● **PROBLEM TO SOLVE**
Can you give every row below as a JSON list of strings, one string per line, with blank lines left out?

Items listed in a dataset

○ ○ ○ ○ ○ ○ ○

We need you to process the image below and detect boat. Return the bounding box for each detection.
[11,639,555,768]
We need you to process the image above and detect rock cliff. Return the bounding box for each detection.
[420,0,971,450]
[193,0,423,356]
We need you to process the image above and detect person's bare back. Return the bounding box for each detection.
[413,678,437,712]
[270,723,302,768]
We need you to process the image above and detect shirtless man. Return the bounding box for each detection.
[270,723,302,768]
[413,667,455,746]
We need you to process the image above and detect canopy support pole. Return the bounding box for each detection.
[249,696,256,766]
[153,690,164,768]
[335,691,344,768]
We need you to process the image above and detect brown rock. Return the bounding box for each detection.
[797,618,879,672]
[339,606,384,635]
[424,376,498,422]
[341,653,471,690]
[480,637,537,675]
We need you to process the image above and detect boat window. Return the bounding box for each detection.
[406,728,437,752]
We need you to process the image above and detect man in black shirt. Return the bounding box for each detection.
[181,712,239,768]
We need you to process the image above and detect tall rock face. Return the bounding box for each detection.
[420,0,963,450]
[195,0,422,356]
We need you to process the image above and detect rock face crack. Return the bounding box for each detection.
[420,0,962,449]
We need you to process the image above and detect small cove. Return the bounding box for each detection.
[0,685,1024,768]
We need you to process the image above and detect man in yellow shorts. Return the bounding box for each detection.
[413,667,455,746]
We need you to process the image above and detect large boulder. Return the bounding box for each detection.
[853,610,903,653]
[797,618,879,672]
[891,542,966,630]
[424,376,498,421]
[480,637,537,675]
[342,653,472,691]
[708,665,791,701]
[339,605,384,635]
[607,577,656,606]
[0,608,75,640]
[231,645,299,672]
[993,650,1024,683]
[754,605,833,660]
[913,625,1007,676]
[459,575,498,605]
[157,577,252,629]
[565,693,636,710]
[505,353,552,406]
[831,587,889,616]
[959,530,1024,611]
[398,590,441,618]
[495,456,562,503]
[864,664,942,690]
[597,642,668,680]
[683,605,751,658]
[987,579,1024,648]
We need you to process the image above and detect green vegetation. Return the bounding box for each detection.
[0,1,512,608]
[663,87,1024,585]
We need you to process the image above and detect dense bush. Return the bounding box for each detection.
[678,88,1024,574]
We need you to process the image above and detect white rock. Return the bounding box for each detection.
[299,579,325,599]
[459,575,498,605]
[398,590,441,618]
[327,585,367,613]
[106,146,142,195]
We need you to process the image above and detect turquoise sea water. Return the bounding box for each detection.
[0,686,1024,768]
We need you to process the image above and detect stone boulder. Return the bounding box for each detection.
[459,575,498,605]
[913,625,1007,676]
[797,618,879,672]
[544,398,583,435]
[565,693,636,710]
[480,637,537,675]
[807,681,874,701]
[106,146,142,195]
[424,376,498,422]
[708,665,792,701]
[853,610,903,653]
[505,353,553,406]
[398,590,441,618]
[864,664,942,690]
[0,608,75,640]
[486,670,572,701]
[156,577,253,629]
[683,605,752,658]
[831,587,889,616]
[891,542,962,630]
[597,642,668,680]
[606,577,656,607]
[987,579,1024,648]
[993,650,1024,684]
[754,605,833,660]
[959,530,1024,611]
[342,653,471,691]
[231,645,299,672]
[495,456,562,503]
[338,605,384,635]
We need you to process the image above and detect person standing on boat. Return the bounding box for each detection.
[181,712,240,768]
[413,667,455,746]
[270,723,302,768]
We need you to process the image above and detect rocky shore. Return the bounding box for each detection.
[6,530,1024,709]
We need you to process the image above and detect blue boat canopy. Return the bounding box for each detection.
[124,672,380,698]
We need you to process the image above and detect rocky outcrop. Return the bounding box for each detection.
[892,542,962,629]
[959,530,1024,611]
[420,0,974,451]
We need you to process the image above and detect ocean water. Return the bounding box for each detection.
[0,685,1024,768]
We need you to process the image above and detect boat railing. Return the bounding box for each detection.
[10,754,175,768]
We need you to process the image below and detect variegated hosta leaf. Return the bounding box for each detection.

○ ○ ○ ○ ○ ○ ○

● **THE OUTPUT**
[
  "We need you to process the image below and detect boat. Return the bounding box for each detection.",
  "[11,639,555,768]",
  "We need you to process the image above and detect rock cliff. Return the bounding box for each detection.",
  "[420,0,971,450]",
  "[193,0,423,356]",
  "We need you to process the image above and detect person's bare back. Return the bounding box for each detection.",
  "[413,678,437,712]",
  "[270,723,302,768]",
  "We need you to process the image above and detect shirtless man. Return the bounding box for each detection.",
  "[270,723,302,768]",
  "[413,667,455,746]",
  "We need you to process the image above and detect canopy support pole. Return the bounding box for each detection.",
  "[249,696,256,766]",
  "[153,690,164,768]",
  "[335,691,344,768]",
  "We need you to process the image above and detect brown rock. Return the bounding box for each detection.",
  "[797,618,879,672]",
  "[339,606,384,635]",
  "[424,376,498,422]",
  "[341,653,471,690]",
  "[480,637,537,675]",
  "We need you to process the image above and detect boat window. Return the bounding box for each detection.",
  "[406,728,437,752]",
  "We need you to process the image above and detect man in black shirt. Return the bounding box for each detection.",
  "[181,712,239,768]",
  "We need you to process the image above and detect tall rock face. Return the bounding box for each detection.",
  "[420,0,963,450]",
  "[195,0,422,356]",
  "We need you to process the image above and detect rock face crack. Return the bounding box for each detection.",
  "[420,0,962,449]",
  "We need you to process the image above and detect small cove. Return the bounding box for each detection.",
  "[0,685,1024,768]",
  "We need you to process the image above and detect man in yellow shorts. Return the bounding box for each detection.",
  "[413,667,455,746]",
  "We need you to process the image above and detect large boulder. Return the bounding box for each detection.",
  "[853,610,903,653]",
  "[797,618,879,672]",
  "[891,542,966,630]",
  "[424,376,498,421]",
  "[480,637,537,675]",
  "[342,653,472,691]",
  "[708,665,791,701]",
  "[339,605,384,635]",
  "[607,577,656,606]",
  "[0,608,75,640]",
  "[231,645,299,672]",
  "[993,650,1024,683]",
  "[754,605,833,660]",
  "[913,625,1007,676]",
  "[459,575,498,605]",
  "[157,577,252,629]",
  "[565,693,636,710]",
  "[505,353,552,406]",
  "[831,587,889,616]",
  "[959,530,1024,611]",
  "[398,590,441,618]",
  "[495,456,562,503]",
  "[864,664,942,690]",
  "[597,642,668,680]",
  "[683,605,751,658]",
  "[987,579,1024,648]",
  "We need you to process the image above and detect green vegetation. Return the bounding box for each detection.",
  "[0,1,512,608]",
  "[663,87,1024,585]",
  "We need you to process the image above and detect dense bush. Return the bounding box for each detection.",
  "[678,88,1024,574]",
  "We need you to process the image above and detect white rock. Return the bounding box for each detection.",
  "[299,579,325,599]",
  "[459,575,498,605]",
  "[398,590,441,618]",
  "[327,585,367,613]",
  "[106,146,142,195]",
  "We need you to process the image above and detect turquoise sea water. Return the bounding box for each detection.",
  "[0,686,1024,768]",
  "We need you to process the image above and detect stone boulder. Return the bounding box for each detection.",
  "[459,575,498,605]",
  "[913,625,1007,676]",
  "[797,618,879,672]",
  "[544,398,583,435]",
  "[565,693,636,710]",
  "[480,637,537,675]",
  "[807,681,874,701]",
  "[106,146,142,195]",
  "[424,376,498,422]",
  "[708,665,792,701]",
  "[853,610,903,653]",
  "[505,353,553,406]",
  "[398,590,441,618]",
  "[864,664,942,690]",
  "[0,608,75,640]",
  "[486,670,572,701]",
  "[156,577,253,629]",
  "[683,605,752,658]",
  "[831,587,889,616]",
  "[891,542,962,630]",
  "[597,642,668,680]",
  "[606,577,656,607]",
  "[987,579,1024,648]",
  "[993,650,1024,684]",
  "[754,605,833,660]",
  "[959,530,1024,611]",
  "[342,653,471,691]",
  "[231,645,299,672]",
  "[495,456,562,503]",
  "[338,605,384,635]",
  "We need you to process the image above and detect person standing on boat. Return the bounding box for each detection.",
  "[181,712,240,768]",
  "[413,667,455,746]",
  "[270,723,302,768]",
  "We need you to process the image above and detect rocky shore. Return the bounding box for each detection.",
  "[6,530,1024,709]",
  "We need you to process the image above and detect blue boat canopy. Return the bounding box for each detection.",
  "[124,672,380,698]",
  "We need you to process the image above and detect rocky outcrop. Return the bounding box for each detection.",
  "[892,542,962,629]",
  "[959,530,1024,611]",
  "[420,0,974,451]",
  "We need you to process the image above and detect ocean water. Return the bounding box for each detection.",
  "[0,685,1024,768]",
  "We need you to process the image above and detect boat railing. Return the bounding box for each detection.",
  "[10,754,175,768]",
  "We need you to process the image below and detect variegated hosta leaf. Return the bounding box for each detection."
]